Source passage:
— begin —

- Origin: Seoul, South Korea
- Genres: K-pop
- Years active: 2024–present
- Label: Howling
- Members: Kohyeon; Kwon Hyeop; Ijun; Leo; Saebyeol; Sebum;
- Website: howling.co.kr/WAKER

= Waker =

South Korean boy band

Waker (stylized in all caps) is a South Korean boy band formed and managed by Howling Entertainment. The group consists of six members: Kohyeon, Kwon Hyeop, Ijun, Leo, Saebyeol, and Sebum. They debuted on January 8, 2024, with the extended play (EP) Mission of School.

==Name==
The group's name, Waker, which means "one who awakens", contains the ambition to stir the hearts of fans through their music.

==History==
===Introduction and pre-debut activities===
On December 1, Howling Entertainment announced the debut date of Waker which would be on January 8, 2024. In addition, they are the first boy group to debut in 2024. On the same day, the group released their pre-release single "Dash" as part of their upcoming debut EP. On December 7, Waker announced Mission of School as the title of their debut EP along with the scheduler.

Prior to their debut, four of the members had already been active in the entertainment industry, Kohyeon performed in various fields such as solo activities, musicals and web dramas, Sebum participated in Cap-Teen (2020–2021) and Stars Awakening (2022), Kwon Hyeop was a contestant in the season 2 of Produce 101 (2017), and Saebyeol was a contestant in Produce X 101 (2019).

===2024–present: Debut with Mission of School and Sweet Tape===
On January 8, Waker officially debut with their first EP Mission of School and its single "Atlantis" along with its music video.

On June 18, Waker released a "Coming Soon" poster on their social media accounts with a date set on July 16 prompting a comeback. Two days later, the group announced Sweet Tape as the title of their second EP along with the scheduler.

— end —

Data for this task:
— begin —

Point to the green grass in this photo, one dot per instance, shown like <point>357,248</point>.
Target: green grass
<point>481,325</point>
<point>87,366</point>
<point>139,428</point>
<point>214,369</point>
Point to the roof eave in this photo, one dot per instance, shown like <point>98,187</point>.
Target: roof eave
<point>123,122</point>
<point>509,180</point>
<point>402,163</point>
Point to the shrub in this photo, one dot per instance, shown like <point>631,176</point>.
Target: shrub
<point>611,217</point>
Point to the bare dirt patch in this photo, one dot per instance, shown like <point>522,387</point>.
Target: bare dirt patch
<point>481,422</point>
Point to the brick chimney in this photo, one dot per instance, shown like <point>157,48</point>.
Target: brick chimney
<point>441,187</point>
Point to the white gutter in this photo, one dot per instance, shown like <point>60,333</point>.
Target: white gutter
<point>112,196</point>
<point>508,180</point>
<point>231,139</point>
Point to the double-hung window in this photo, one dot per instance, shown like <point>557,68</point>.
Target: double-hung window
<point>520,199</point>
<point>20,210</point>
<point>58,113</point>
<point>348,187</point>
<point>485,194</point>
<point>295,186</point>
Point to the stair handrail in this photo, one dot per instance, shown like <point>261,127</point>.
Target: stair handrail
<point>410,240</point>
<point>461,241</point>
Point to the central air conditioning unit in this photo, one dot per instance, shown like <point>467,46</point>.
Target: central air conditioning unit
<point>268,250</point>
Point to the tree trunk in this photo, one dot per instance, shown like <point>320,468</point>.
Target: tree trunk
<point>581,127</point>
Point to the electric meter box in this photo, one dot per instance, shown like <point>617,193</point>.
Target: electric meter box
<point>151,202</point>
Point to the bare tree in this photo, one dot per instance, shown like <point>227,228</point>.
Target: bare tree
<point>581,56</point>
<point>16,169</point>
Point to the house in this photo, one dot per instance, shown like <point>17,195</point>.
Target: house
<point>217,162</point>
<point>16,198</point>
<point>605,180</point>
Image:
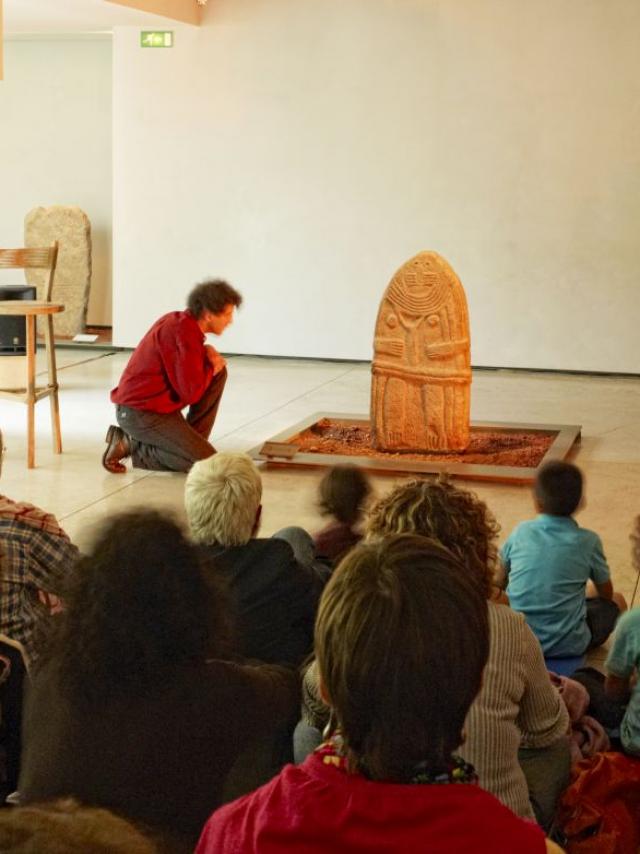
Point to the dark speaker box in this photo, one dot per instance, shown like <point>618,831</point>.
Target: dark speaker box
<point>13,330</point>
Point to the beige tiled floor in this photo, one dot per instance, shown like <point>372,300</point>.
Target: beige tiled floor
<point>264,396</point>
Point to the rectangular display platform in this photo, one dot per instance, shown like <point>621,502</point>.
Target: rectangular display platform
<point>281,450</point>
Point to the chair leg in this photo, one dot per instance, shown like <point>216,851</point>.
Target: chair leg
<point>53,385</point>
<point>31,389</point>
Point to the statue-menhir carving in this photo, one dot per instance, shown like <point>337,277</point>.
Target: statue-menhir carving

— end —
— begin —

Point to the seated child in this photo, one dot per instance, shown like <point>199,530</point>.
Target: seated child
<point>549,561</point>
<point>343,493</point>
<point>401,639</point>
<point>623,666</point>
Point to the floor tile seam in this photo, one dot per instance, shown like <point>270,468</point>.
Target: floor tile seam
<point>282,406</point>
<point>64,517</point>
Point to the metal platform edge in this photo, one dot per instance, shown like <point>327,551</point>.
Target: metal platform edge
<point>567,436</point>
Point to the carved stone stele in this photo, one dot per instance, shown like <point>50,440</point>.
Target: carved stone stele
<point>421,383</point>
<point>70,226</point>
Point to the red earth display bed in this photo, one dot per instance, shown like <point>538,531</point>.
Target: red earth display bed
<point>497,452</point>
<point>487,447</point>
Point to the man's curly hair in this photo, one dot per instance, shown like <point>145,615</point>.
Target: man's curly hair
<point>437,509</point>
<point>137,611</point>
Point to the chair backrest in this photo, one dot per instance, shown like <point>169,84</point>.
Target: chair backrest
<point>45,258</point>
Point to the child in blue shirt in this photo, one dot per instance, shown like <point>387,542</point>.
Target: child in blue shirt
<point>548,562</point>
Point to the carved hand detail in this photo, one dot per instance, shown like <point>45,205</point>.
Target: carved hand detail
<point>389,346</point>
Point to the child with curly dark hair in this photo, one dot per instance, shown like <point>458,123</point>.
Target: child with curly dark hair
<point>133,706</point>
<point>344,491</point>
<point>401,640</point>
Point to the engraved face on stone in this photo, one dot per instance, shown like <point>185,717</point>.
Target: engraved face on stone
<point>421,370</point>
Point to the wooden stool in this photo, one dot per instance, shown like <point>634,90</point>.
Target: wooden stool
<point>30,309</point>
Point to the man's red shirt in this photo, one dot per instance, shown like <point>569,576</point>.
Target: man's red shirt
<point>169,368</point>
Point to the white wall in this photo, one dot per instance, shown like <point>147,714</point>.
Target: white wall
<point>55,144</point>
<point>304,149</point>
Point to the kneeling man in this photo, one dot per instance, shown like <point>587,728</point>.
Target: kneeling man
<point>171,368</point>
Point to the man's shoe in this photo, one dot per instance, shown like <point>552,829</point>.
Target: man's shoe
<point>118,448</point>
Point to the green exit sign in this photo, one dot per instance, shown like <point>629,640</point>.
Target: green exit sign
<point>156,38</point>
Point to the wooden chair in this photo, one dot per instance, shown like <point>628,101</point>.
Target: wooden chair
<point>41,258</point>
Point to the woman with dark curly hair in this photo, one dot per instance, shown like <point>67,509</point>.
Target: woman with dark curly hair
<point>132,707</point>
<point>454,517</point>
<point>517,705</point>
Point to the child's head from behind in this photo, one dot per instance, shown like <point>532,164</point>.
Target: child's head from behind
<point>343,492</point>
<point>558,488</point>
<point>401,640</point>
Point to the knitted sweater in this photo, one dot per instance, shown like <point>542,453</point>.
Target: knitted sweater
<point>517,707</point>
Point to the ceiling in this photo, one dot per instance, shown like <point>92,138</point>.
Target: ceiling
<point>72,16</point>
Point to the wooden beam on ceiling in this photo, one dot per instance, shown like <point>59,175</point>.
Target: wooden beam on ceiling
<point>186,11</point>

— end —

Request A: Set down the Waker passage exactly, from "Waker (stylized in" to "through their music.", inclusive.
Request B: Extract the rows between the lines holding "Point to the green grass" and "<point>402,163</point>", inclusive, and repeat them exactly.

Exercise solution A:
Waker (stylized in all caps) is a South Korean boy band formed and managed by Howling Entertainment. The group consists of six members: Kohyeon, Kwon Hyeop, Ijun, Leo, Saebyeol, and Sebum. They debuted on January 8, 2024, with the extended play (EP) Mission of School.

==Name==
The group's name, Waker, which means "one who awakens", contains the ambition to stir the hearts of fans through their music.

Exercise solution B:
Point to the green grass in this photo, one dot per instance, shown like <point>357,248</point>.
Target: green grass
<point>481,325</point>
<point>87,366</point>
<point>139,428</point>
<point>214,369</point>
Point to the roof eave in this photo, one dot per instance, shown like <point>98,187</point>.
Target: roof eave
<point>123,122</point>
<point>509,180</point>
<point>402,163</point>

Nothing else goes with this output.